_DIRECTIONS_.
Set out the lines below as a numbered list, with no blank lines and no pictures.
_ _ _ _
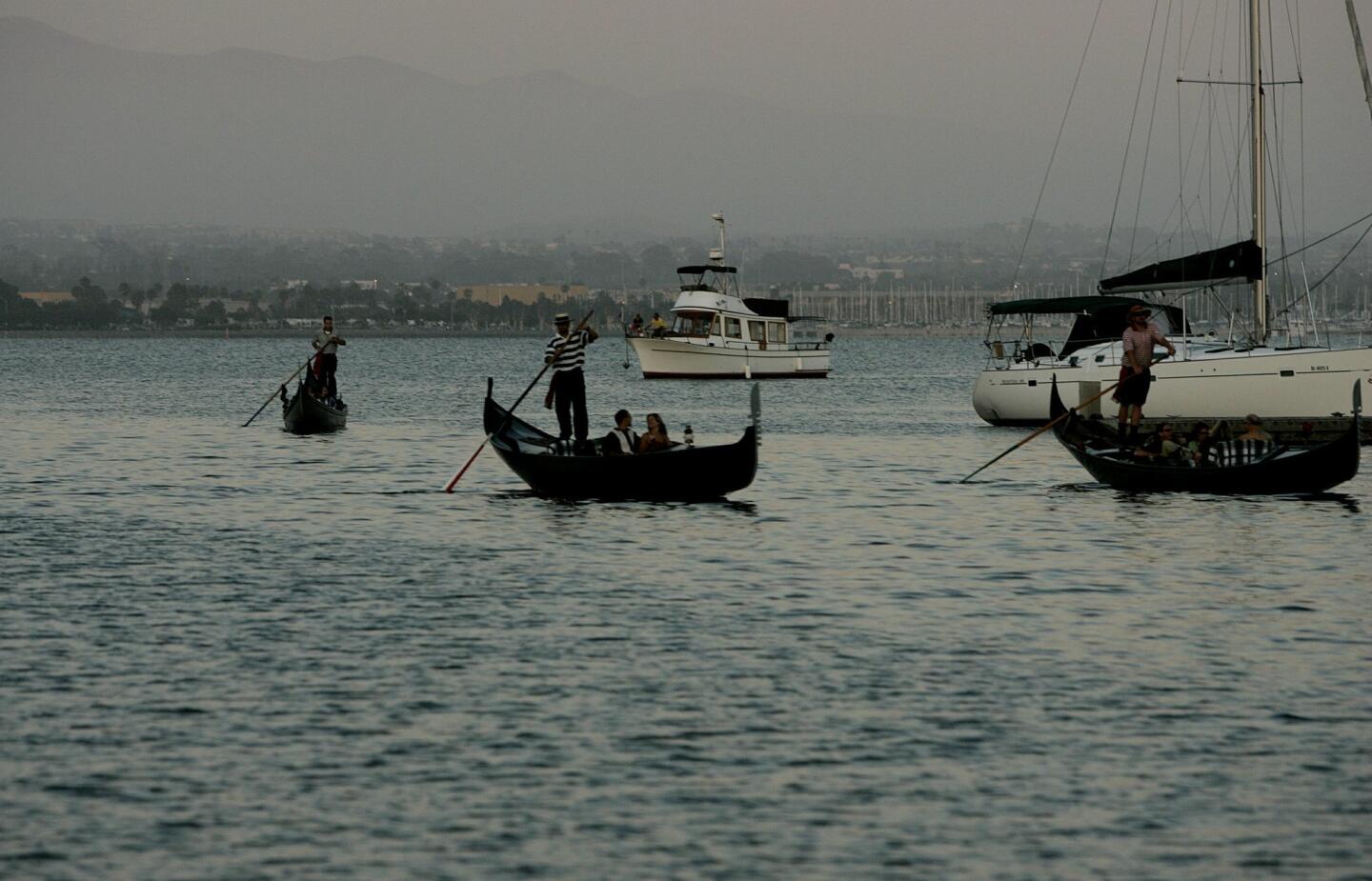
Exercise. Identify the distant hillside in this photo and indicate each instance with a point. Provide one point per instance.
(257, 139)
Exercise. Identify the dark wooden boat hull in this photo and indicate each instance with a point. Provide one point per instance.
(305, 414)
(1293, 471)
(680, 473)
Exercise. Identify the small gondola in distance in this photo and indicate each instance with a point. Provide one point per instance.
(678, 473)
(1281, 470)
(306, 414)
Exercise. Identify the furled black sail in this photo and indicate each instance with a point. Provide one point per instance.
(1234, 264)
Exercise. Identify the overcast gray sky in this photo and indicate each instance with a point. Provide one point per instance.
(951, 62)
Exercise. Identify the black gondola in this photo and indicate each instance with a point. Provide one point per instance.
(1278, 470)
(306, 414)
(679, 473)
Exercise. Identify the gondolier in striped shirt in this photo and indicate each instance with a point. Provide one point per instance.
(327, 361)
(567, 353)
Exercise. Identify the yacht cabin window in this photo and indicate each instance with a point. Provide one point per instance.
(692, 323)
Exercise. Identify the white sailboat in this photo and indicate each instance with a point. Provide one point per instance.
(1246, 370)
(716, 332)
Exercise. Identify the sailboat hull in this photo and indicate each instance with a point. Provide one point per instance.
(1298, 385)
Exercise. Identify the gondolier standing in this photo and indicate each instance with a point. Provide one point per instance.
(1135, 376)
(567, 353)
(328, 345)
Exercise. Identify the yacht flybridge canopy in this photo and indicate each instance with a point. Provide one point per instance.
(1063, 305)
(1234, 264)
(700, 270)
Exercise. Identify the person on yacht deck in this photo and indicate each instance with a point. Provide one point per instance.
(1137, 375)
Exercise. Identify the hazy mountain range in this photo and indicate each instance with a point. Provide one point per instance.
(250, 137)
(255, 139)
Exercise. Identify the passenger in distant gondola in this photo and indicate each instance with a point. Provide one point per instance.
(1160, 446)
(1198, 446)
(1253, 430)
(567, 353)
(622, 439)
(1137, 375)
(656, 435)
(327, 345)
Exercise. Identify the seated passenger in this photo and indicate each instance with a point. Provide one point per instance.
(1253, 430)
(1160, 445)
(656, 435)
(620, 441)
(1198, 445)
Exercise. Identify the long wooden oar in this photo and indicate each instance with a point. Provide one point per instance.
(1070, 410)
(511, 410)
(296, 372)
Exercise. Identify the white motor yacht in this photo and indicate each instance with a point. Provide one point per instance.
(716, 332)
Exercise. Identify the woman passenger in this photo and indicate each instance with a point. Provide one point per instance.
(656, 436)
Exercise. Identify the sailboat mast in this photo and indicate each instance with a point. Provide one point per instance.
(1260, 230)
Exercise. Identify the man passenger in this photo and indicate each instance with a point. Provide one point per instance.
(622, 439)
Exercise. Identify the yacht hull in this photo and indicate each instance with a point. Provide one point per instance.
(676, 358)
(1302, 383)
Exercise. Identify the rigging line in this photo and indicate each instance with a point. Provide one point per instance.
(1322, 240)
(1332, 270)
(1134, 117)
(1056, 143)
(1153, 120)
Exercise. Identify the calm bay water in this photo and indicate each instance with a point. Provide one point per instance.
(234, 653)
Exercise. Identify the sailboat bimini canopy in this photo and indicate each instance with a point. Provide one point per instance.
(1234, 264)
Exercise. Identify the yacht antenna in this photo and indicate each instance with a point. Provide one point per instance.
(1260, 284)
(1362, 58)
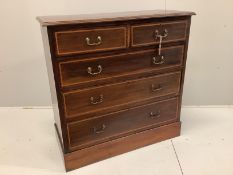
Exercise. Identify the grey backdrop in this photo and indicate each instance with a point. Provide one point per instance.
(23, 76)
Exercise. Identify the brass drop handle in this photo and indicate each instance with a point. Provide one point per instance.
(155, 115)
(98, 41)
(96, 101)
(99, 130)
(90, 70)
(156, 88)
(158, 60)
(158, 35)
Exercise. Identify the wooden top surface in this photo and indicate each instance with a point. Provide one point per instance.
(106, 17)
_ _ _ _
_EXPECTED ANSWER_.
1. Exercise. Identify the distant hillside in this photo and indicate each instance with a point. Provide one point per instance.
2. (257, 139)
3. Exercise. Identify the dark wooden boat hull in this photo and indicate each instance with a point. Provide one point per instance.
4. (305, 414)
5. (1293, 471)
6. (680, 473)
7. Exercise. Identify the small gondola in distance in this photo and indicate each instance with a point. Provide one point per instance.
8. (678, 473)
9. (1281, 470)
10. (306, 414)
11. Exercise. Identify the furled black sail in this photo and indicate each instance with a point. Provide one point per instance.
12. (1234, 264)
13. Exercise. Identify the overcast gray sky in this photo and indicate each instance with a point. Provide one point per instance.
14. (951, 62)
15. Exercise. Identify the black gondola in this photo and indicate each instance with a point. Provide one point per instance.
16. (1278, 470)
17. (306, 414)
18. (679, 473)
19. Exercise. Identify the gondolier in striped shirt in this photo and indicate each instance with a point. Provide one point per instance.
20. (327, 361)
21. (567, 353)
22. Exercise. Identify the yacht cabin window in this photo and indicate each instance with a point. Provide one point per instance.
23. (692, 323)
24. Exercise. Identify the white sailboat in this photo and indicate each instance with a point. Provide one point per instance.
25. (1246, 370)
26. (716, 332)
27. Exercise. Identify the sailboat hull in this photo and indicate each instance with a point. Provide one point per instance.
28. (1298, 385)
29. Exercise. Identify the gondolier standing in this photo and indicate each instance with a point. Provide one point per instance.
30. (1135, 376)
31. (567, 353)
32. (328, 345)
33. Exercise. Identify the yacht flybridge canopy in this photo and indicate each instance with a point. Provide one point per instance.
34. (1063, 305)
35. (1234, 264)
36. (700, 270)
37. Exercise. Identify the person on yacht deck in this photo and indicate each instance with a point. Provide one point per instance.
38. (1137, 375)
39. Exercise. Identify the hazy mountain range in this photo and indicate each instance with a point. Provide one point per instance.
40. (250, 137)
41. (255, 139)
42. Exercise. Identify the passenger in distant gondola in this photo and indicate each instance with a point. Provide one point per instance.
43. (1160, 446)
44. (1198, 446)
45. (1253, 430)
46. (567, 353)
47. (622, 439)
48. (1137, 375)
49. (656, 435)
50. (327, 345)
51. Exercise. Identify the seated passenger in this photo and indicate each instance with a point. Provide one point per instance.
52. (1253, 430)
53. (1160, 445)
54. (656, 435)
55. (620, 441)
56. (1198, 445)
57. Exercise. Identify the long wooden oar in this photo and indicate each instance with a point. Provide one point per instance.
58. (1070, 410)
59. (511, 410)
60. (296, 372)
61. Exercise. Identify the white motor yacht in this photo and indicate each instance with a point. Provide one point per instance.
62. (716, 332)
63. Exercise. Identify the woman passenger in this photo and indicate each instance with a point. Provide one point per instance.
64. (656, 436)
65. Exercise. Identify the sailboat mast in this photo and indicate each instance with a point. Provide one point per instance.
66. (1260, 230)
67. Exercise. Identify the man passenger in this photo and indicate each instance with a point. Provide one point per instance.
68. (622, 439)
69. Exercise. Identify the yacht hull in this photo and indicate each instance with a point. Provide one point per instance.
70. (676, 358)
71. (1302, 383)
72. Exercise. Identify the rigging line in this photo and indicate each instance with a point. Provide one point per instance.
73. (1322, 240)
74. (1332, 270)
75. (1134, 117)
76. (1056, 143)
77. (1153, 120)
78. Exercise. Identify the calm bay water in this photo and indicate each instance with a point. Provide one point per instance.
79. (234, 653)
80. Exercise. Identify the sailboat bimini canopy in this photo and indicate each instance with a point. Provide one point per instance.
81. (1234, 264)
82. Exercise. Identify the yacht antenna in this photo and indicate each instance with a point. Provide one point per instance.
83. (1260, 284)
84. (1362, 58)
85. Exercise. Identify the grey backdrop in this photo and indicate each instance with a point. Provide one point per instance.
86. (23, 76)
87. Exercise. Identify the brass drop handle in this photo and indicate each instance with a point. Provide one point per instance.
88. (155, 115)
89. (98, 41)
90. (96, 101)
91. (99, 130)
92. (90, 70)
93. (156, 88)
94. (158, 60)
95. (158, 35)
96. Exercise. Identify the wooden top surface in this photo and indicate each instance with a point. Provide one point per instance.
97. (106, 17)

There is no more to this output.